- [TASK DETAILS] Using the entries below, write out the line with "Target: stud earring", the line with "of the woman's", and every line in between, exactly as each is written.

- [RECORD EXTRACTS]
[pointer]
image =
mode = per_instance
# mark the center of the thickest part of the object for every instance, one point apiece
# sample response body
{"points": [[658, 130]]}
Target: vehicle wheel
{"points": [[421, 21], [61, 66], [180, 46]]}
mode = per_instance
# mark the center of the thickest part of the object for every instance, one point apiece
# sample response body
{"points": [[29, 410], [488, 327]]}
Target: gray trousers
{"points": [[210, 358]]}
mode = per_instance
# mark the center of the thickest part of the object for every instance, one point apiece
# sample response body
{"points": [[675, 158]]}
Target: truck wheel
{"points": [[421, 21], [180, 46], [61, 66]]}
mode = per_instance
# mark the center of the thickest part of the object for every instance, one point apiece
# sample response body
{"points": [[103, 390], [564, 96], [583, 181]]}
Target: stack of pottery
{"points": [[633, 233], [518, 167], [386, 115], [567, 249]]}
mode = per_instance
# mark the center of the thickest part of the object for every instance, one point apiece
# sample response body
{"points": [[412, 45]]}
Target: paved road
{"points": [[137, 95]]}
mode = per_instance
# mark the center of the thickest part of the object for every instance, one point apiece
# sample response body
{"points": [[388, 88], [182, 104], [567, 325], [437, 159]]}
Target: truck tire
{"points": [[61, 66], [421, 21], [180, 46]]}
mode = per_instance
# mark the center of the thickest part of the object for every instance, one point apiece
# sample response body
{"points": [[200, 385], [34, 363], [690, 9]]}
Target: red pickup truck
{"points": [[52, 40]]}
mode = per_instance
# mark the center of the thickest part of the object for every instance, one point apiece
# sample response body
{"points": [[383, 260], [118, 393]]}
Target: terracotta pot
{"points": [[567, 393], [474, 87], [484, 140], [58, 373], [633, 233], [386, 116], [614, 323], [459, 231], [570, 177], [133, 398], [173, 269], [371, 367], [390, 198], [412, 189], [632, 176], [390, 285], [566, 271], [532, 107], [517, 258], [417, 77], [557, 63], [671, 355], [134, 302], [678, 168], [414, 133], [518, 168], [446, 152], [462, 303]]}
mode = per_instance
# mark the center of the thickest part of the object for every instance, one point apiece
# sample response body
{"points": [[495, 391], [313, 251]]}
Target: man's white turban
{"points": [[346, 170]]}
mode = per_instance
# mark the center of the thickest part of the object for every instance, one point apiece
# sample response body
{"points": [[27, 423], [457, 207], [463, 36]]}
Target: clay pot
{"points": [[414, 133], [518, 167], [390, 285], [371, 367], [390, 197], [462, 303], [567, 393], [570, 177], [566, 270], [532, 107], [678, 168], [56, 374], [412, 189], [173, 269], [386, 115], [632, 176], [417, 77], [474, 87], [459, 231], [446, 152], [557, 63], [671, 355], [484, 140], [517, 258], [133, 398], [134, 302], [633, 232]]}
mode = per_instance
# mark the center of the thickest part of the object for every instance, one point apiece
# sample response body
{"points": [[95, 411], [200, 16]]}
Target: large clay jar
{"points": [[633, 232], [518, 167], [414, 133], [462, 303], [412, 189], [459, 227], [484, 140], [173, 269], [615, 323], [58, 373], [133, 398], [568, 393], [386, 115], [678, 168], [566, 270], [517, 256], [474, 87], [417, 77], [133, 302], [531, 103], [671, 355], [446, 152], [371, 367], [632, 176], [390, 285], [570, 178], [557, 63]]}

--

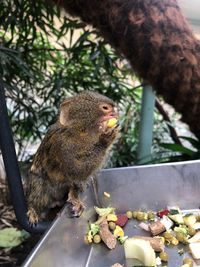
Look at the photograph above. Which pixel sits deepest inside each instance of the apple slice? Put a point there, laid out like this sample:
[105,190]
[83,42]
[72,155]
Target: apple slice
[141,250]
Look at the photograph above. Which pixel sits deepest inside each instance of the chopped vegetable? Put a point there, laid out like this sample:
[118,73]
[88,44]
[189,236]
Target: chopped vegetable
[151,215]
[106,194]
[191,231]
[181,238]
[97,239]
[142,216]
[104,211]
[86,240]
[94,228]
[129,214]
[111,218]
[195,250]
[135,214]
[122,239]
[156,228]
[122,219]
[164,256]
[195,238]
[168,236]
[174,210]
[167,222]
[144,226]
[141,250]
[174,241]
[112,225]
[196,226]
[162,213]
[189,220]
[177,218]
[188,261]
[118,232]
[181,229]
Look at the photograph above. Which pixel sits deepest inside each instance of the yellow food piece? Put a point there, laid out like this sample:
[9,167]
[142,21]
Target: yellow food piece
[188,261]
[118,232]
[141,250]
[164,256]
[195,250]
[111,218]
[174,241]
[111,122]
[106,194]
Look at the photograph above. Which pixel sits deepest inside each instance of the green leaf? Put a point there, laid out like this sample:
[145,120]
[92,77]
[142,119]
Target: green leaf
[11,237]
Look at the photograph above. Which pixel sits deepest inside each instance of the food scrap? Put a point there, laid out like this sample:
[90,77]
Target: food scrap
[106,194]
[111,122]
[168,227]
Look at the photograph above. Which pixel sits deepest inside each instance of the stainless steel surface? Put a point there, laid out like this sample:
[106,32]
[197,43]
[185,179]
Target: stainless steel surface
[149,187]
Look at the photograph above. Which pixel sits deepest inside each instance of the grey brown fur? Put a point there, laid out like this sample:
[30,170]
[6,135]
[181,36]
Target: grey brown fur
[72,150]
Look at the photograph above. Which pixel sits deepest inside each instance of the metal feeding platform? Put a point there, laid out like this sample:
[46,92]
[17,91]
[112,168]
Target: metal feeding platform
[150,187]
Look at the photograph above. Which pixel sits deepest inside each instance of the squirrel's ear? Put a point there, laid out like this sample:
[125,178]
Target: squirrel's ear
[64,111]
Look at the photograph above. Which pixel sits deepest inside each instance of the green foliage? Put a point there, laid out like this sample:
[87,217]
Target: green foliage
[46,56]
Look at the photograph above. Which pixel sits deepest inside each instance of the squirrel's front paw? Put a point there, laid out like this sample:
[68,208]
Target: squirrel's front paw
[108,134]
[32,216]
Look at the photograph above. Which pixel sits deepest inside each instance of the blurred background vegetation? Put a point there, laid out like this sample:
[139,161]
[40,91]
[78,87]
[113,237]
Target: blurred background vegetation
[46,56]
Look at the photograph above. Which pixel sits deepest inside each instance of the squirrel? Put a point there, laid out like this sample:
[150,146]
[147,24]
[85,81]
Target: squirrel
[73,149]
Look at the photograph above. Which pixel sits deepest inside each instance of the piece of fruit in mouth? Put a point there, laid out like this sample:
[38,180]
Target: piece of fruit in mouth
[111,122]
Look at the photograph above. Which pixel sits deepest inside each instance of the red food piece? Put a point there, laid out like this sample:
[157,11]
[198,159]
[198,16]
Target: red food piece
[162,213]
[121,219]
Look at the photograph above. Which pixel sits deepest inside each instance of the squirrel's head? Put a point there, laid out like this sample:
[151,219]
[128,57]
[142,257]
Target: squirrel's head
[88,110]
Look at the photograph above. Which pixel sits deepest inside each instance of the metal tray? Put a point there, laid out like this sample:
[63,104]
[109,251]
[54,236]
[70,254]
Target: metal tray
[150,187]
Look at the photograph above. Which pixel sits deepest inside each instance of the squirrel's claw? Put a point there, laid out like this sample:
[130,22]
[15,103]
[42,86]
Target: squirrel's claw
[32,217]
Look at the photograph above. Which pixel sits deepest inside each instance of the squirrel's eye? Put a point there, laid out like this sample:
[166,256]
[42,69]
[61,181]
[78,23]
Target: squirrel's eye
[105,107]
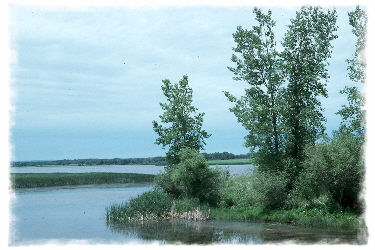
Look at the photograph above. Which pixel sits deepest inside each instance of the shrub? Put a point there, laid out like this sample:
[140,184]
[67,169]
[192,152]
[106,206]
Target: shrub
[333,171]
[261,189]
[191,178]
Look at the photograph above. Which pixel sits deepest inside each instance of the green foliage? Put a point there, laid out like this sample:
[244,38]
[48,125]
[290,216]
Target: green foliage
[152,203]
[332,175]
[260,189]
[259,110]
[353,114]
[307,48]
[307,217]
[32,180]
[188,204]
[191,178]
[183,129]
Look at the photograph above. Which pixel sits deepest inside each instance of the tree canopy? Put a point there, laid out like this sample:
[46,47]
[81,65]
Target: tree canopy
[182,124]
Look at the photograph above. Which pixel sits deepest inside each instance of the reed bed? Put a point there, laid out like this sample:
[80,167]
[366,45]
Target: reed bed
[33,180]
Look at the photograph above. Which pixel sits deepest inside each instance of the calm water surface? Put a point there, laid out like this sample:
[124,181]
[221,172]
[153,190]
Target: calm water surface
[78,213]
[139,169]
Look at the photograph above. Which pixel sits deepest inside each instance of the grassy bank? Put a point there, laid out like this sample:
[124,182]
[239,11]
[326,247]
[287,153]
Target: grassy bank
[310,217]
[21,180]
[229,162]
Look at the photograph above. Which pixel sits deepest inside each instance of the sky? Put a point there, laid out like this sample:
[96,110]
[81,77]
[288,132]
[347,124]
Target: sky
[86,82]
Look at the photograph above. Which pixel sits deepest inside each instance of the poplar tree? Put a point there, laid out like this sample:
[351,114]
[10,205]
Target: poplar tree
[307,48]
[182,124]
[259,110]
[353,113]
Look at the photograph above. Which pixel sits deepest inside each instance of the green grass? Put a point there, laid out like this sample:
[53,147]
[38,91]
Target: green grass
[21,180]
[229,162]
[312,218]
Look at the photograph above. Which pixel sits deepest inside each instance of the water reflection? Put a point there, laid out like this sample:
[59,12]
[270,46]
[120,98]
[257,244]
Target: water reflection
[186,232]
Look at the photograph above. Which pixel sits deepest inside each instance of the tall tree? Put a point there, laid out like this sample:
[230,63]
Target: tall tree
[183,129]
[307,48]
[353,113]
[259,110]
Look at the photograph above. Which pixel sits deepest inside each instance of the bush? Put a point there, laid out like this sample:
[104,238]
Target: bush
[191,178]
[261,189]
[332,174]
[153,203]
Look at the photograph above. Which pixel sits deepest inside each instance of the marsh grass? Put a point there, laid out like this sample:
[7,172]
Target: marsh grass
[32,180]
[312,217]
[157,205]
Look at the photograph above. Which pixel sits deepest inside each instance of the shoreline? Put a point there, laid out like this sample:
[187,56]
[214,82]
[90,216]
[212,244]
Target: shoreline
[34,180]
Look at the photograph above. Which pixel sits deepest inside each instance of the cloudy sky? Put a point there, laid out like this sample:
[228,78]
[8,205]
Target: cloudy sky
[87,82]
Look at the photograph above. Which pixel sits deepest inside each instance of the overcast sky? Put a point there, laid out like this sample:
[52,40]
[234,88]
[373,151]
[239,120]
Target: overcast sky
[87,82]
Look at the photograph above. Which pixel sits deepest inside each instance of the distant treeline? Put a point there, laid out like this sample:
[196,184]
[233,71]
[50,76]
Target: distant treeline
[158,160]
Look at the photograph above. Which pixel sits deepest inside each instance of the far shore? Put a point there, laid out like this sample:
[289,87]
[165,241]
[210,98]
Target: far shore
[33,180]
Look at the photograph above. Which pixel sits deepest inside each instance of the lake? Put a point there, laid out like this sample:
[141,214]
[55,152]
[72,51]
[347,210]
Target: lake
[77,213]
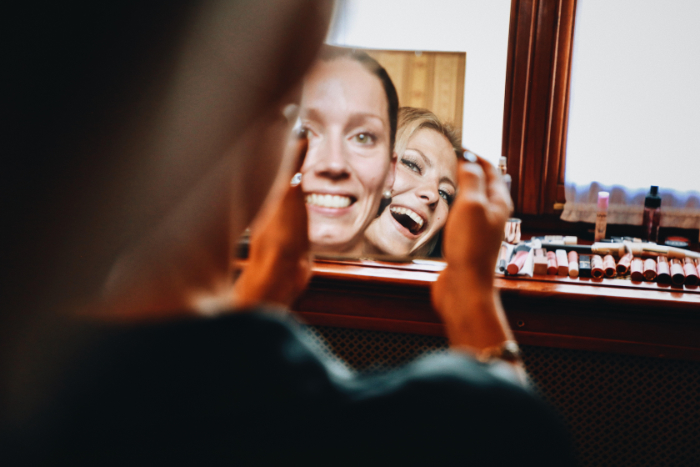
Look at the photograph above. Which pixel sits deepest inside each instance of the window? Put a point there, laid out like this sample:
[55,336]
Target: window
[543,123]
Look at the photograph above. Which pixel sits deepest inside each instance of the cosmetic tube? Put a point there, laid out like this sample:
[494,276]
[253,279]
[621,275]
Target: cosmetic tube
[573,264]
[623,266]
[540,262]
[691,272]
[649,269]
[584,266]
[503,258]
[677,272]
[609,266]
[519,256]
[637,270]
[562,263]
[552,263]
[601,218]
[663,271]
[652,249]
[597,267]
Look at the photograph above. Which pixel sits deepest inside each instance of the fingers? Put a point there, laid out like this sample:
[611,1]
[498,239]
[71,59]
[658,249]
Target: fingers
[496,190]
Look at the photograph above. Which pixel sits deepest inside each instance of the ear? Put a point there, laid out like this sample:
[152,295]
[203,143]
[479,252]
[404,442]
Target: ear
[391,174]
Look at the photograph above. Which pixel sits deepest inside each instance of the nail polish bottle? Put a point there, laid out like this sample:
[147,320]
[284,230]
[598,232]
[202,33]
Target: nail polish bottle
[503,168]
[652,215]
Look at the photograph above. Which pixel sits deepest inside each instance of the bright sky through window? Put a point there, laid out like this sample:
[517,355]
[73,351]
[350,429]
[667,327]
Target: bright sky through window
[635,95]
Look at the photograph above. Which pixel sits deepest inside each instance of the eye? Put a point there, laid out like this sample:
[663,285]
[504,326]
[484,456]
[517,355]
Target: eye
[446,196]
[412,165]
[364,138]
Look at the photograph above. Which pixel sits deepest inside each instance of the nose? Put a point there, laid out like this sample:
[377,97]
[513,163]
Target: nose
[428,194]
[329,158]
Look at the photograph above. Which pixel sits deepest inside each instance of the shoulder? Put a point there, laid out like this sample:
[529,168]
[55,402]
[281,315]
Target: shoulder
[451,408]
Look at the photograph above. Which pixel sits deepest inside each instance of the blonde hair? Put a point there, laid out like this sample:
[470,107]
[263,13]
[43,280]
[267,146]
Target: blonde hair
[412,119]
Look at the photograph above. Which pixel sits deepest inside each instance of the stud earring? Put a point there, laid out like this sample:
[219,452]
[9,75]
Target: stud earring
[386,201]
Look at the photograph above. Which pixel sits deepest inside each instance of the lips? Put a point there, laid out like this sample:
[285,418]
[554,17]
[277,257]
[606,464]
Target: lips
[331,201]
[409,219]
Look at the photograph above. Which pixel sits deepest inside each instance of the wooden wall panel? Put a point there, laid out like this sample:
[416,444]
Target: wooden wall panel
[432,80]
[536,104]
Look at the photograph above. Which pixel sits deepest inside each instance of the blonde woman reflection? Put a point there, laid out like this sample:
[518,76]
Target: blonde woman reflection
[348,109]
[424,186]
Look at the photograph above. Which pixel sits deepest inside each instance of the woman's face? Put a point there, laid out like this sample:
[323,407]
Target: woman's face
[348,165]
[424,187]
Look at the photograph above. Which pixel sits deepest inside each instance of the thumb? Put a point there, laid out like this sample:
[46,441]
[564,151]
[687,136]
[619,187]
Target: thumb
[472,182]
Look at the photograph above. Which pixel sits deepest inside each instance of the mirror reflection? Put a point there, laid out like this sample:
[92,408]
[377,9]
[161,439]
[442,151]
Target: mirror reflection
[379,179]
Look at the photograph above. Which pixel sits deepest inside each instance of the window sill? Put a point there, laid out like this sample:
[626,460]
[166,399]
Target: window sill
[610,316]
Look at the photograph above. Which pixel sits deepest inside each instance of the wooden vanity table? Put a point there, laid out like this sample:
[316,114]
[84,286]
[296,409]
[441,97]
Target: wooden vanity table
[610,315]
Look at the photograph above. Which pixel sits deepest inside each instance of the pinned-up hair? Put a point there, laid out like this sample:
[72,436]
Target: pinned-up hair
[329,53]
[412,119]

- [SOLUTION]
Target: stud earring
[386,201]
Look at the photograph above. Which pixel sits deepest inside each instance of the lips? Put a point there, laid out like this sample:
[285,418]
[554,17]
[277,257]
[606,464]
Target: lips
[331,201]
[409,219]
Look at the photograph above. Which pixel sits deepest inside each instance of the wooden wall panel? Put a point there, laid out like this sample:
[416,444]
Target: wooden wall panel
[432,80]
[536,104]
Look at the photograph above. Which pixel sits deepest inside each instance of the blonde woman reflection? Put a point there, laid out like this sample:
[518,76]
Target: blonde woman reflection
[348,109]
[424,186]
Look at the photograph above. Which pixel sits deepest inside each instance of the woman's face? Put a point there, laid out like this sample:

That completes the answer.